Problem description
In the forum thread about weapons people always wanted but never bought, what is Back Pack Hack saving the egg money for?

Given text
════

# What's the weapon you always wanted, but never got 'round to buying?



## StratMaster (Dec 26, 2017)

For me, it is this beauty... the American 180.


----------



## RedLion (Sep 23, 2015)

One each of these.....


----------



## Chipper (Dec 22, 2012)

Barret M82A1, 20 inch barrel.

https://barrett.net/firearms/model82a1/


----------



## Back Pack Hack (Sep 15, 2016)

A fully-functional tank.:tango_face_grin:



J/k.

In reality, I've been saving the egg money for a Winchester 1873 in 44-40. For no specific need other than I want one.


----------



## Malcom Renolds (Jul 14, 2017)

FN P90. I am young so there is still time.


----------



## dwight55 (Nov 9, 2012)

I would love to own a twin Ma Deuce, . . . first choice, . . . a single on a tripod as second choice.

But would settle for an operational M60.

May God bless,
Dwight


----------



## Coastie dad (Jan 2, 2016)

Simply speaking, a Walther stainless ppk/s.


----------



## RedLion (Sep 23, 2015)

Chipper said:


> Barret M82A1, 20 inch barrel.

════

Rows from a pointing dataset
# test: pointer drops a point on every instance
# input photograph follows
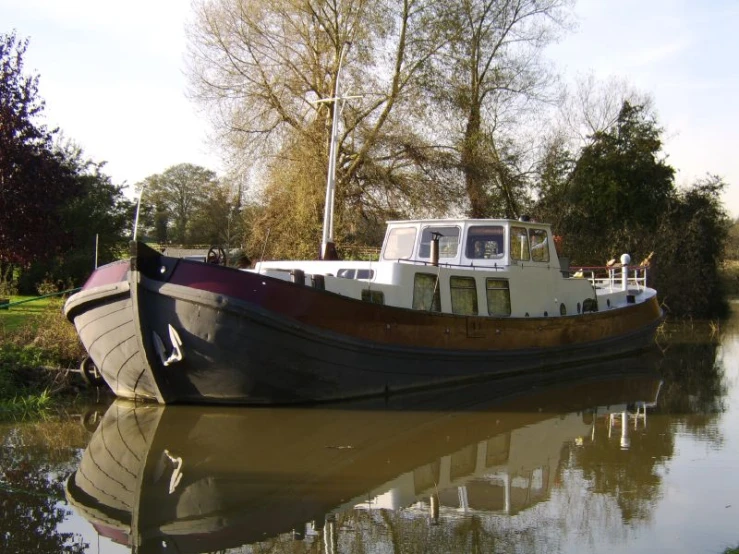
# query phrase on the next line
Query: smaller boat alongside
(208, 478)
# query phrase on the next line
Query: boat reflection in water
(199, 479)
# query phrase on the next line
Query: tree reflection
(34, 462)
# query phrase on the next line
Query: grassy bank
(38, 347)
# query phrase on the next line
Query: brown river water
(638, 454)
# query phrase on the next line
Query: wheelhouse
(488, 243)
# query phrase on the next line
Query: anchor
(176, 355)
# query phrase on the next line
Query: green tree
(619, 186)
(98, 221)
(488, 75)
(176, 195)
(688, 249)
(268, 70)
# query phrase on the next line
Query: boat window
(499, 297)
(485, 242)
(448, 242)
(539, 245)
(355, 273)
(400, 243)
(373, 296)
(464, 295)
(519, 244)
(426, 293)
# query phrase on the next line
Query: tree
(177, 194)
(97, 219)
(35, 179)
(489, 73)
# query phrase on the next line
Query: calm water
(640, 456)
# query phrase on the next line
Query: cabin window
(484, 242)
(539, 245)
(356, 273)
(426, 293)
(400, 243)
(448, 242)
(464, 295)
(499, 297)
(373, 296)
(519, 244)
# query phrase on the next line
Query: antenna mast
(328, 248)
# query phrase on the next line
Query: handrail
(18, 302)
(612, 276)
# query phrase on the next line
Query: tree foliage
(176, 195)
(618, 187)
(35, 179)
(688, 247)
(267, 68)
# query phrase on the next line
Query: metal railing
(613, 277)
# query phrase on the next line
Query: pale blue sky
(111, 75)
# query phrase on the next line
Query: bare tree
(492, 74)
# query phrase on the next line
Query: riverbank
(39, 356)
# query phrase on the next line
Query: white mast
(327, 242)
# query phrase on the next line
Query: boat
(447, 300)
(209, 478)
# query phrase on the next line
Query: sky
(112, 76)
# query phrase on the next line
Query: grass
(729, 275)
(36, 342)
(25, 407)
(16, 317)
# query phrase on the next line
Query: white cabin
(489, 268)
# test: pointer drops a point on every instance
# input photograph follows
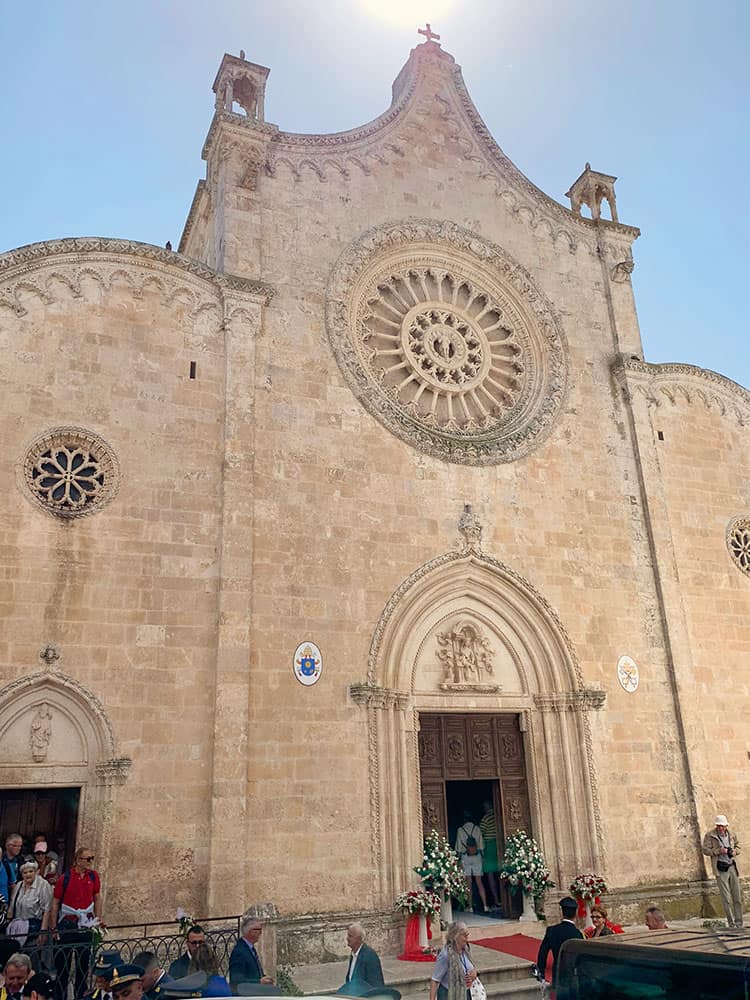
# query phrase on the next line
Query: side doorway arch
(55, 737)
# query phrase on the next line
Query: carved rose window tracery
(444, 348)
(446, 341)
(70, 472)
(738, 542)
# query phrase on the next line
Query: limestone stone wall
(693, 428)
(100, 336)
(345, 511)
(281, 490)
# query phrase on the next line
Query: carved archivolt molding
(103, 259)
(57, 689)
(738, 543)
(676, 383)
(372, 696)
(446, 341)
(584, 700)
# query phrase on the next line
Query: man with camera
(722, 847)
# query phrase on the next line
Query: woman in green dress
(490, 863)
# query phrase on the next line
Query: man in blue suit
(365, 972)
(244, 962)
(556, 935)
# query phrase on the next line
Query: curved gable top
(430, 77)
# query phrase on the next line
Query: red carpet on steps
(519, 945)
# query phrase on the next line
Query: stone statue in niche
(466, 656)
(41, 732)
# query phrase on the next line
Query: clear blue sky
(105, 107)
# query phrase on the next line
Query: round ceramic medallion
(70, 471)
(738, 543)
(446, 341)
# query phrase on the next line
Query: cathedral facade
(360, 509)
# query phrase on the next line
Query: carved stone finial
(470, 527)
(242, 83)
(591, 189)
(48, 655)
(622, 270)
(428, 33)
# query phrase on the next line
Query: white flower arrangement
(418, 901)
(523, 866)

════

Task output
A Winchester 1873 in 44-40.